§ Problem to solve: Please reproduce the records below, swapping every "Phrase" for "Label" and leaving everything else unchanged.

§ Supplied material:
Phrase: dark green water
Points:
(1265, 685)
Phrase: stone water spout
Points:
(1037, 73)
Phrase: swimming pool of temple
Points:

§ Full output:
Label: dark green water
Points:
(1265, 685)
Label: stone water spout
Points:
(1037, 73)
Label: swimming pool of temple
Points:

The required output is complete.